▶ [TRY IT]:
Each entry needs to be reproduced verbatim.

▶ [STORED DATA]:
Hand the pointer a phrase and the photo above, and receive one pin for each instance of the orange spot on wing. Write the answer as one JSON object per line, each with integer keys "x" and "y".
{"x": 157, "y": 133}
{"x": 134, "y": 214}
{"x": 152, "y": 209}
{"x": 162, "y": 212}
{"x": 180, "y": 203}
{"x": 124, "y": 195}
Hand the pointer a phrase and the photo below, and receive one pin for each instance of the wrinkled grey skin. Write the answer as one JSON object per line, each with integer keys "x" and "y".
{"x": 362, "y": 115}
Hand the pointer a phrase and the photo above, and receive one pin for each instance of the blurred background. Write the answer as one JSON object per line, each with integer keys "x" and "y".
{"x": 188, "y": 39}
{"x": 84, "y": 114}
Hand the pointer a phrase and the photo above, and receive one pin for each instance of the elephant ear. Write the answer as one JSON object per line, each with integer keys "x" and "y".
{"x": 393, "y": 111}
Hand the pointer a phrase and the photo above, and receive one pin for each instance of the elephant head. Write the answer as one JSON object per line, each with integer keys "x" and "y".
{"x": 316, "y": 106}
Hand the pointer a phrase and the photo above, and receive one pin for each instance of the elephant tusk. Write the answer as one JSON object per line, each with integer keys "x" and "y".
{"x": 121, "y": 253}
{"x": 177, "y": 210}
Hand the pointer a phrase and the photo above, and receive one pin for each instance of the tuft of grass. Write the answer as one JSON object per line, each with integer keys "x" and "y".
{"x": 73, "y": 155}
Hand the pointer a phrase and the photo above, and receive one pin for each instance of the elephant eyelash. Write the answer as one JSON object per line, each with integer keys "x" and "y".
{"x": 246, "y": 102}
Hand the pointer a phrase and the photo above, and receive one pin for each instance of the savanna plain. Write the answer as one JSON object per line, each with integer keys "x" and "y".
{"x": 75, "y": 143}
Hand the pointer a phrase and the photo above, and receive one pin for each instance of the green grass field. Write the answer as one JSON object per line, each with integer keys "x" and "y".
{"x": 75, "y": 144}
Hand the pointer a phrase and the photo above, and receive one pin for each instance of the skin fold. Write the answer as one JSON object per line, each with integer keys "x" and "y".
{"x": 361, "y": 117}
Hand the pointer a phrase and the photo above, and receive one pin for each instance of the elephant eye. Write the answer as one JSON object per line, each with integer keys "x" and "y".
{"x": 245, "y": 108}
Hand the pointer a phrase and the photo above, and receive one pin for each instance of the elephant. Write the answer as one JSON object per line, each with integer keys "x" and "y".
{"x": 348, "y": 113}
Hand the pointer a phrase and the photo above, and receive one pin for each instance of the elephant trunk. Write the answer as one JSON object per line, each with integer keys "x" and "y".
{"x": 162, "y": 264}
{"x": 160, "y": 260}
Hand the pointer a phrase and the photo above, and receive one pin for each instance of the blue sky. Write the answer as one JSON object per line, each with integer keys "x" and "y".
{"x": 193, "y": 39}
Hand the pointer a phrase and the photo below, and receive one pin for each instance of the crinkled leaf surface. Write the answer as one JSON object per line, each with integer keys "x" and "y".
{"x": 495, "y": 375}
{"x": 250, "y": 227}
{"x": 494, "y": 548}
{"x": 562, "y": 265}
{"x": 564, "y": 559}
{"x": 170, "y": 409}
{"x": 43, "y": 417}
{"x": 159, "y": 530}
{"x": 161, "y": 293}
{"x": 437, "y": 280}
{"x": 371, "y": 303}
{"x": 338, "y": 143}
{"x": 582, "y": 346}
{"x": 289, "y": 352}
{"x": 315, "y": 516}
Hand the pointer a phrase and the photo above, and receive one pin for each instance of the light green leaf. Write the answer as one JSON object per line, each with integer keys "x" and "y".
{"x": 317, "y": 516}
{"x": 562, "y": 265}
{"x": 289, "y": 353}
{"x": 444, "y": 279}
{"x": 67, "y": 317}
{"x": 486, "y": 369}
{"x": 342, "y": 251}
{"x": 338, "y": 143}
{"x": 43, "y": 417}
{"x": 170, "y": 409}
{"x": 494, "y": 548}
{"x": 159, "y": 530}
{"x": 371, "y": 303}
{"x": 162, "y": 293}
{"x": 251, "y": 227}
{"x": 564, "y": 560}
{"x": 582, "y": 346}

▶ [ANSWER TO THE EXERCISE]:
Hand the pointer a phrase and the photo above, and receive one pin for each instance of the orange spot on wing. Write the answer as one JSON object per line, each with integer keys "x" and "y".
{"x": 157, "y": 133}
{"x": 134, "y": 214}
{"x": 152, "y": 209}
{"x": 162, "y": 212}
{"x": 180, "y": 203}
{"x": 124, "y": 195}
Hand the pointer a phrase and the photo below, and receive one pin for each instance of the wrinkled grey skin. Write the answer as one JSON object per line, each with integer keys "x" and "y".
{"x": 362, "y": 115}
Hand the pointer a phrase and the photo above, and receive one pin for each instance of the blurred background. Write the answer as one JSON object per line, each with integer keys "x" and "y".
{"x": 188, "y": 39}
{"x": 84, "y": 114}
Hand the pointer a phrase and the photo above, and receive one pin for each instance of the elephant ear. Write the answer as one JSON object per line, each with integer keys "x" and "y".
{"x": 393, "y": 111}
Hand the pointer a phrase and the photo above, and receive one pin for each instance of the elephant head. Write the answer as one JSON object per line, each with integer keys "x" and "y".
{"x": 316, "y": 106}
Hand the pointer a phrase and the photo above, and receive one pin for each instance of the elephant tusk. Write the answer as one JSON object per line, each with integer keys "x" and "y".
{"x": 121, "y": 253}
{"x": 177, "y": 210}
Hand the pointer a phrase and the photo above, and receive one pin for each instance of the tuft of grass. Write the answer as one JSON object per line, each with integer keys "x" and "y".
{"x": 73, "y": 155}
Hand the pointer a phrase and the photo above, and receive one pin for each instance of the elephant eyelash. Write the answer as one JSON object per line, each with integer keys "x" and "y".
{"x": 246, "y": 102}
Hand the pointer a phrase and the photo above, and receive one pin for each instance of the savanna plain. Write the answer as one JSON object per line, each with integer keys "x" and "y".
{"x": 75, "y": 143}
Hand the pointer a phrase and the photo above, and receive one pin for each instance of the green grass field. Write the answer as one JSON object per line, each with integer keys "x" and "y".
{"x": 75, "y": 144}
Hand the pointer a phrase and the photo above, and receive one pin for each instance of the skin fold. Write the answer as one JSON object per line, each with integer keys "x" and "y".
{"x": 361, "y": 117}
Hand the pointer a phrase and the photo above, and receive one pin for each instance of the elephant eye. Write the answer as one JSON object per line, each with integer keys "x" and "y".
{"x": 245, "y": 108}
Hand the pointer a phrase and the photo above, and receive one pin for each instance of the elephant. Write the answer as one JSON object per line, each with integer keys "x" and "y".
{"x": 348, "y": 113}
Hand the pointer a phrase and the photo above, and receive one pin for each instance of the elephant trunk. Write the answer as one JSON object per line, each with integer keys "x" and "y".
{"x": 162, "y": 264}
{"x": 160, "y": 260}
Hand the pointer a phrase and the photo above, and receive one pin for each instance of the blue sky. Write the answer as one JSON object per line, each with integer keys "x" and "y".
{"x": 193, "y": 39}
Hand the pointer a phrase and the photo below, and receive one pin for each instance of the crinkled leaf surface. Write the answer as one JSON object per line, each with integer keys "x" and "y".
{"x": 495, "y": 375}
{"x": 250, "y": 227}
{"x": 494, "y": 548}
{"x": 562, "y": 265}
{"x": 564, "y": 559}
{"x": 170, "y": 409}
{"x": 43, "y": 417}
{"x": 159, "y": 530}
{"x": 161, "y": 293}
{"x": 437, "y": 280}
{"x": 371, "y": 303}
{"x": 338, "y": 143}
{"x": 582, "y": 346}
{"x": 289, "y": 352}
{"x": 315, "y": 516}
Hand the pointer a phrase and the photo above, and receive one pin for each instance of the light green leaf. Write the answer as one JSON object per line, each with integer keys "x" and "y".
{"x": 317, "y": 516}
{"x": 562, "y": 265}
{"x": 289, "y": 353}
{"x": 444, "y": 279}
{"x": 67, "y": 317}
{"x": 486, "y": 369}
{"x": 342, "y": 251}
{"x": 338, "y": 143}
{"x": 43, "y": 417}
{"x": 170, "y": 409}
{"x": 494, "y": 548}
{"x": 159, "y": 530}
{"x": 371, "y": 303}
{"x": 162, "y": 293}
{"x": 251, "y": 227}
{"x": 564, "y": 560}
{"x": 582, "y": 346}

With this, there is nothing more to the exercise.